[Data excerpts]

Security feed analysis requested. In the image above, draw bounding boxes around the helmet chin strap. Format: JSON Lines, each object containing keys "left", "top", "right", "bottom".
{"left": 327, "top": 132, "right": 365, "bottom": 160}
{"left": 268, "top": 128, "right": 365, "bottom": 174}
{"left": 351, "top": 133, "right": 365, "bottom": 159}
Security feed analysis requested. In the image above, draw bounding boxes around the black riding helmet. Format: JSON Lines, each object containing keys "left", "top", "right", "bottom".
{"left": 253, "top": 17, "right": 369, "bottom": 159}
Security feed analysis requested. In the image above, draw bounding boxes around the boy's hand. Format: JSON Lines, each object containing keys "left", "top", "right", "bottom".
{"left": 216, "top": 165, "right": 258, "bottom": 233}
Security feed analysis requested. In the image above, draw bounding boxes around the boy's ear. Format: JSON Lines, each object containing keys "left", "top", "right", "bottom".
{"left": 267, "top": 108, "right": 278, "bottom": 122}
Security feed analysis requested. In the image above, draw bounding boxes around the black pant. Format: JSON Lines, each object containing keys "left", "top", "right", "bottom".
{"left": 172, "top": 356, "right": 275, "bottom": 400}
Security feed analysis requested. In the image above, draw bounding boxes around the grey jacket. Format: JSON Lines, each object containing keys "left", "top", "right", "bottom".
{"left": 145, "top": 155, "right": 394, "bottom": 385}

#### Exercise objective:
Return the data exactly, every line included.

#### Result for this task:
Security feed analysis requested. In the image above, draw bounding boxes around the helmet chin strap. Format: JSON Lines, each object containing keys "left", "top", "right", "bottom".
{"left": 327, "top": 132, "right": 365, "bottom": 160}
{"left": 268, "top": 128, "right": 365, "bottom": 174}
{"left": 351, "top": 133, "right": 365, "bottom": 159}
Security feed analysis requested. In the image above, draw bounding boxes around the black riding helmet. Format: JSON Lines, each object containing keys "left", "top", "right", "bottom".
{"left": 253, "top": 17, "right": 369, "bottom": 159}
Security feed analysis requested. In the image above, draw bounding boxes around the boy's hand. Format: JSON Lines, each object containing keys "left", "top", "right", "bottom".
{"left": 216, "top": 165, "right": 258, "bottom": 233}
Security feed analysis requested. In the image above, draw bounding boxes around the boy's ear. Format: JSON Lines, each object containing keys "left", "top", "right", "bottom".
{"left": 267, "top": 108, "right": 278, "bottom": 122}
Security feed analysis requested. In the image above, draw bounding boxes around the black pant. Format: JSON Lines, each object containing keys "left", "top", "right", "bottom".
{"left": 172, "top": 356, "right": 275, "bottom": 400}
Security feed analysis requested. In the image above, draw bounding boxes around the grey jacket. Format: JSON Lines, each object containing keys "left", "top", "right", "bottom".
{"left": 145, "top": 155, "right": 394, "bottom": 385}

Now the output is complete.